Certes les thèmes abordés dans ses paroles sont consensuels mais l'écriture est exigeante. Quant à la musique, je ne ne suis pas séduit, affaire de goûts. Par contre, elle bouge bien et a l'air d'apprécier ce concert en plein air. Finalement, on se laissera tranquillement emporter par cette chanteuse sympathique et dont la démarche semble intègre. En plus ses mélodies font danser les enfants, c'est mignon et c'est déjà ça. Encore une fois le public apprécie. "Aux larmes citoyennes", "Zen", "Rue de la Paix" sont reprises en choeur de manière enthousiaste par des fans qui connaissent bien les paroles. Zazie répond à l'image qu'on peut avoir d'elle, celle d'une chanteuse de variété généreuse qui fait bien ce qu'elle sait faire, sans avoir besoin de faire appel à de quelconques artifices.
Patrice a donné un excellent concert. Il parle lui aussi beaucoup au public, le fait bouger. Ses musiciens tapent le boeuf plus qu'ils n'accompagnent le chanteur.
Il y a beaucoup de liberté de ton dans cette musique, beaucoup de plaisir aussi. La plupart des chansons sont tirées de son dernier album One dont la reprise de Nina Simone, "Ain't got no".
La musique de Patrice s'apparente plus à du rocksteady qu'à du reggae, mais il mêle aussi des influences autant pop qu'africaines ou rock à sa musique. Dans la foule les gens dansent, la poussière s'envole, Patrice monte sur les barrières juste devant la foule pour encore attiser cette bonne ambiance. Il encourage les spectateurs pas encore complètement épuisés par trois jours de festival à bouger en rythme, à sauter et à s'amuser.
═══
### [CONSIGNES À SUIVRE]
1. Indiquez si chacune des affirmations suivantes concorde avec le compte rendu de concert. Répondez par oui ou par non, puis citez mot pour mot le passage qui permet de trancher.
(a) Le public reprend en chœur certaines chansons de Zazie.
(b) Les musiciens de Patrice se contentent d'accompagner le chanteur.
(c) La musique de Patrice se rapproche davantage du reggae que du rocksteady.
2. Rédigez la suite du compte rendu de concert à partir de sa dernière phrase.

### [SECTION DES DONNÉES]
═══
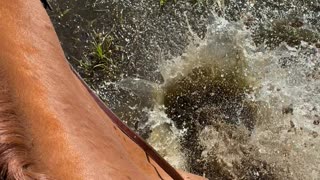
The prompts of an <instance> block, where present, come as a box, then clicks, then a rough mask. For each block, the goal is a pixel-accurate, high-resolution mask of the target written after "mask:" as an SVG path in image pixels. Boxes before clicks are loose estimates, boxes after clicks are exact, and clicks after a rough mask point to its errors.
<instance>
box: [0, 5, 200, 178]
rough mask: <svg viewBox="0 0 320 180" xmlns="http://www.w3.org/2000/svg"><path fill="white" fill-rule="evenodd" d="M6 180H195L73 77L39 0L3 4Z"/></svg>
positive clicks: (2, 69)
═══
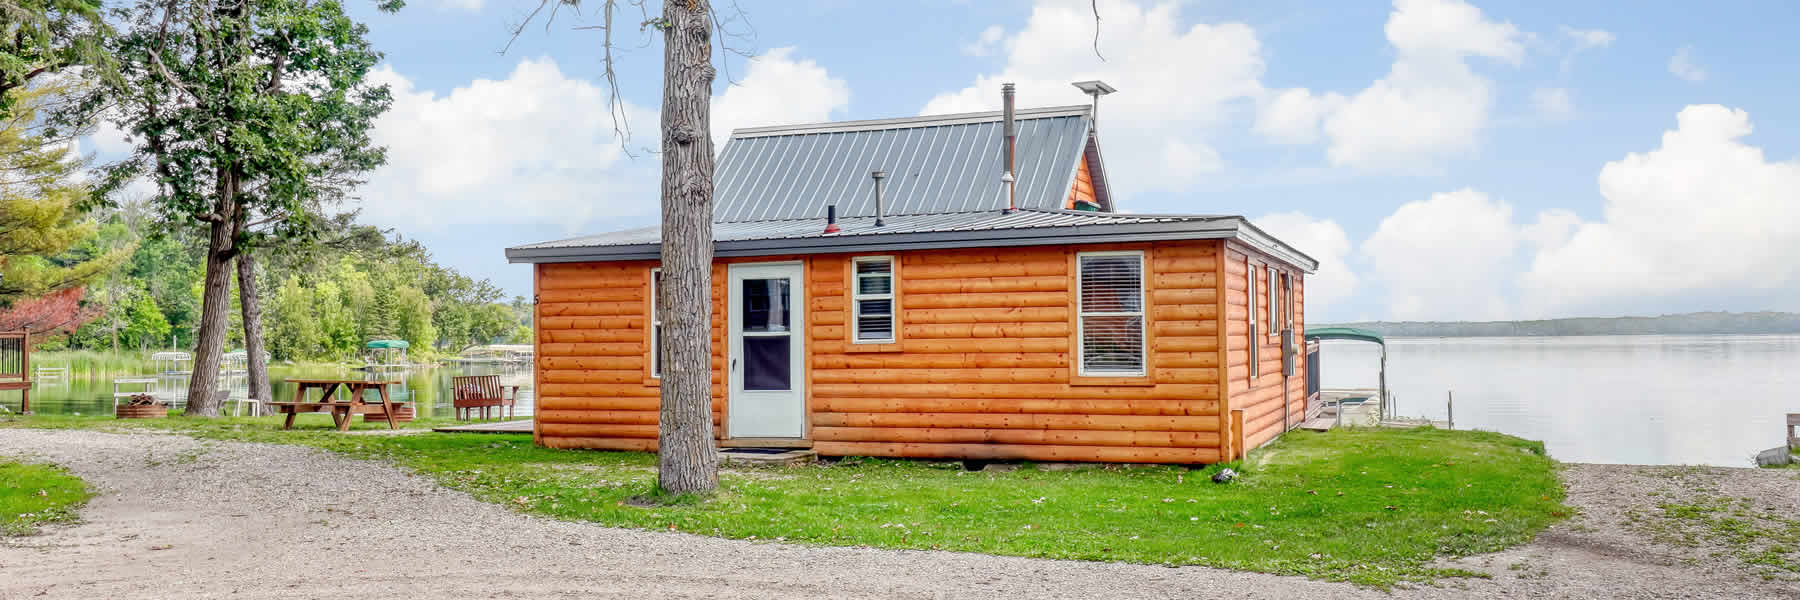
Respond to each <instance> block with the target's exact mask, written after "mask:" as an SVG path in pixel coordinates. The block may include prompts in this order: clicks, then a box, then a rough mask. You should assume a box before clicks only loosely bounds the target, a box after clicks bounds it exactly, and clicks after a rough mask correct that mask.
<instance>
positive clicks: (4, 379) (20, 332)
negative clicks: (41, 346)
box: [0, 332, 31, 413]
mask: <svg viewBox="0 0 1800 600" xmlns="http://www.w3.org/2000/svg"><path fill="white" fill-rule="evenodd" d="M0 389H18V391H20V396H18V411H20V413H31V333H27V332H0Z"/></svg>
═══
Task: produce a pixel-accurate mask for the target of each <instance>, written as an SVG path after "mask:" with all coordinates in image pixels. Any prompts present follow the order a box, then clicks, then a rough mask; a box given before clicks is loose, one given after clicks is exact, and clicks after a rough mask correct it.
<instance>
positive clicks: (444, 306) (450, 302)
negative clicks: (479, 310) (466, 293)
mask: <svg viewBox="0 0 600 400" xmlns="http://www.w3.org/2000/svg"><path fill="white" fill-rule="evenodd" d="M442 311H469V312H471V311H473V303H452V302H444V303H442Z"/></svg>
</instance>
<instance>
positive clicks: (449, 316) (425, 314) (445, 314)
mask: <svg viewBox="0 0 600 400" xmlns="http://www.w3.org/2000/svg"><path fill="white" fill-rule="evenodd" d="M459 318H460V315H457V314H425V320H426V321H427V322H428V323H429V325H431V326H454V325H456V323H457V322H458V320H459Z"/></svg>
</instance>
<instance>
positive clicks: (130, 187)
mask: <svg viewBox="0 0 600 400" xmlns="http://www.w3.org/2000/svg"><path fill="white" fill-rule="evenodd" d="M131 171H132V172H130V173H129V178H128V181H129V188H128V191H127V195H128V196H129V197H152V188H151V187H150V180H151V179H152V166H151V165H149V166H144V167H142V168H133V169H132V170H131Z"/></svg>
═══
### [RÉPONSES PAR CONSIGNE]
1.
(a) Oui : « "Aux larmes citoyennes", "Zen", "Rue de la Paix" sont reprises en choeur de manière enthousiaste par des fans qui connaissent bien les paroles. »
(b) Non : « Ses musiciens tapent le boeuf plus qu'ils n'accompagnent le chanteur. »
(c) Non : « La musique de Patrice s'apparente plus à du rocksteady qu'à du reggae »

2.
Puis il invite Keziah Jones et son percussionniste à venir rejoindre le groupe pour taper la jam. Tous deux ont l'air heureux d'être là et se fondent dans cette joyeuse bande. Après "Soulstorm", il revient en rappel pour un "Walking alone" à la guitare acoustique. Le concert a été généreux. Les festivaliers repartent joyeux et reboostés par cet apport soudain de bonne humeur. Le soleil se couche sur ce dernier jour de festival, les coups de soleil aussi vont pouvoir se reposer.
Dès les premières notes du rock atmosphérique, on est pris par l'énorme son des basses. Le son est fantastiquement clair. Les chanteurs se succèdent pour interpréter les morceaux composés par Griffiths et Keller qui se tiennent chacun à une extrémité de la scène. Presqu'aussi impressionnant que les basses, le light show vient compléter cette impression d'emphase, d'immensité, de puissance qui se dégage des compositions d'Archive. Archive, c'est un peu comme si Chostakovich se mettait au trip-hop et à la musique électronique. Les loops planants sont soutenus par de vrais instruments, batteries, guitares, basses, et surtout les voix des différents chanteurs et chanteuses qui viennent parfaire l'édifice.
Après le groupe de Bristol, fourbus mais contents, on ne se sent pas d'aller assister à la finale nationale d'Air Guitar. D'autant qu'il est déjà minuit et qu'il faut songer aux dures réalités du quotidien qui nous attendent dès le lendemain. Tant pis aussi pour les Ting Tings qui, de toute façon, semblent toujours plus à l'aise dans des salles moyennes que sur les grandes scènes de festival où ils donnent généralement l'impression d'être perdus.
Avant de quitter le site, on a une pensée pour les équipes de bénévoles qui ont cette année encore fait un travail remarquable.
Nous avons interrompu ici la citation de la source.